Date: Fri, 15 May 2009 16:59:40 -0400
User-agent: Thunderbird 2.0.0.21 (Windows/20090302)

Joerg Schilling wrote:
There is no difference between static and dynamic linking.

Of course there is. In the case of static linking, the resulting
file is a collective work containing components whose copyrights
are held by multiple owners. In order to copy such a collective
work, permission from each of the copyright holders is required.

even a dynamically linked binary contains parts from glibc

If the process of translating a program causes the result to
contain copies of significant portions of a copyrighted work,
that result is a collective work and permission to copy it
must be acquired from all the copyright holders. Typically a
dynamically linked executable would not contain such copies,
but if you assert that Linux is different in this respect, I
have no reason to disagree with you.

The idea that there is a difference comes from the incorrect
> assumption that you need to put a binary compiled from GPL
> sources under GPL too.

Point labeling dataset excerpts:
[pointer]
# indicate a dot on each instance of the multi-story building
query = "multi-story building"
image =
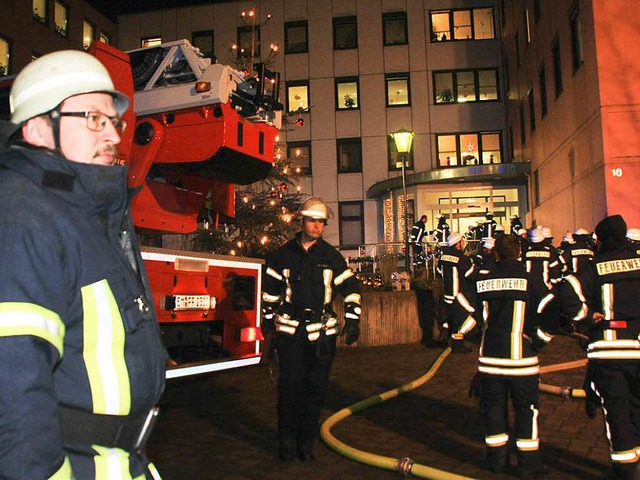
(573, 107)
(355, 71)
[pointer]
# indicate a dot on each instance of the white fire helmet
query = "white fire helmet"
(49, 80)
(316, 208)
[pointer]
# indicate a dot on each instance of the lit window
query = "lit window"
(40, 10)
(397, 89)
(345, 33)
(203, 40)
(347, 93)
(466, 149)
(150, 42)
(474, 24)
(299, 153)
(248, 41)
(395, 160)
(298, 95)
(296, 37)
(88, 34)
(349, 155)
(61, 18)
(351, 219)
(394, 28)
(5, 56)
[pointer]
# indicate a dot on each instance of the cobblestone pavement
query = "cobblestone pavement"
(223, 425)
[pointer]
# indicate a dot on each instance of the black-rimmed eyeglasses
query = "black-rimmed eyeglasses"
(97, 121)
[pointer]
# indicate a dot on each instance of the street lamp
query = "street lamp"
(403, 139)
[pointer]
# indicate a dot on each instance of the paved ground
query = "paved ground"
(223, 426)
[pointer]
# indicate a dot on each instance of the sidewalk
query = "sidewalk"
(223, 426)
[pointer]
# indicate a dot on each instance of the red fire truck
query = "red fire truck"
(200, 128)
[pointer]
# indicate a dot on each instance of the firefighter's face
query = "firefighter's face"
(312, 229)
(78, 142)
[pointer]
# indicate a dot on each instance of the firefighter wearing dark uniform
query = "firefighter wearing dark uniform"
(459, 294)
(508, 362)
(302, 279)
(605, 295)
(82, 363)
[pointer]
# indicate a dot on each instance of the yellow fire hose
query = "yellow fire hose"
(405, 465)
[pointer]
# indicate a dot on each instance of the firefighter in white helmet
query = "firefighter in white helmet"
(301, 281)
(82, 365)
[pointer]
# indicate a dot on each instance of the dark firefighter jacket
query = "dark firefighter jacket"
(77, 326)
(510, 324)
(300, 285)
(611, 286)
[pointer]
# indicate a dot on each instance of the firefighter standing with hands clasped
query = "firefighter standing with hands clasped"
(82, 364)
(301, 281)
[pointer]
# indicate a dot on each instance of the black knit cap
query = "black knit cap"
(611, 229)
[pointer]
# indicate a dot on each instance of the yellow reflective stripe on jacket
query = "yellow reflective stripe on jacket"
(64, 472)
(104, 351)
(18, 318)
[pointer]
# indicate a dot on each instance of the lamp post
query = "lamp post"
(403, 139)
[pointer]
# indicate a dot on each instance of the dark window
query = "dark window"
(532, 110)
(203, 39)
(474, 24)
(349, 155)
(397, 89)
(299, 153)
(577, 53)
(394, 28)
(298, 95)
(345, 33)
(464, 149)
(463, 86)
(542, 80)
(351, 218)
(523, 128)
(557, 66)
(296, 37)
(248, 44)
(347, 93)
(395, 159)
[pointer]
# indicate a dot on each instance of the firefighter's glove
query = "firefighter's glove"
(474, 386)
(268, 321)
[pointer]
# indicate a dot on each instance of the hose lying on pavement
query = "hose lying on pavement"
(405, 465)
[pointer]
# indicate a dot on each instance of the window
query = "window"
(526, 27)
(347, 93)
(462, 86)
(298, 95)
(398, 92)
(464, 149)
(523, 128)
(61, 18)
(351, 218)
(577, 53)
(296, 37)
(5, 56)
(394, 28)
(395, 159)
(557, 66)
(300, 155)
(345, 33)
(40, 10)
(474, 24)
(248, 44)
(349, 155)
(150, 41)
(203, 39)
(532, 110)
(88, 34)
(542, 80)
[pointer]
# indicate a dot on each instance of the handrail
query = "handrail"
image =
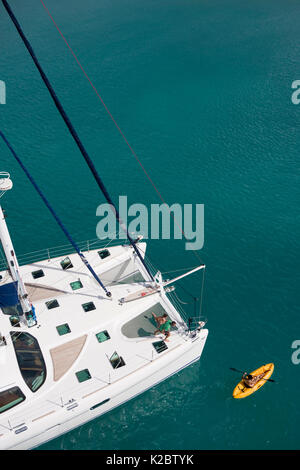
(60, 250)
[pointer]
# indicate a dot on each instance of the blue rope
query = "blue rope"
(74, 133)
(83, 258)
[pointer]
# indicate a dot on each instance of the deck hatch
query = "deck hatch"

* Exercise task 1:
Answer these from the email on static versus dynamic linking:
(a) Which mail client and version appear on the user-agent line?
(b) In the case of static linking, what does the email say the resulting file is?
(c) What does the email say a dynamically linked executable would typically not contain?
* Exercise task 2:
Write the next part of the email on static versus dynamic linking, beginning after its final sentence.

* Exercise response 1:
(a) Thunderbird 2.0.0.21 (Windows/20090302).
(b) A collective work containing components whose copyrights are held by multiple owners.
(c) Copies of significant portions of a copyrighted work.

* Exercise response 2:
No, this is a correct assumption. A binary compiled from GPLed
source has the same copyright as the source - it is the same
program, because there is a single copyright in a computer program
for both the source and binary.

<http://ipmall.info/hosted_resources/CopyrightCompendium/chapter_0300.asp>
    321.03 Relationship between source code and object code.
    The Copyright Office considers source code and object code
    as two representations of the same computer program. For
    registration purposes, the claim is in the computer program
    rather than in any particular representation of the program.
    Thus separate registrations are not appropriate for the source
    code and object code representations of the same computer program.

If the binary contains other components than those resulting from a
translation of the source, it is also a collective work and permission
to copy it must be granted by the copyright holders of each component.

You simply cannot and it is sufficient to follow GPL section 3.

You cannot what?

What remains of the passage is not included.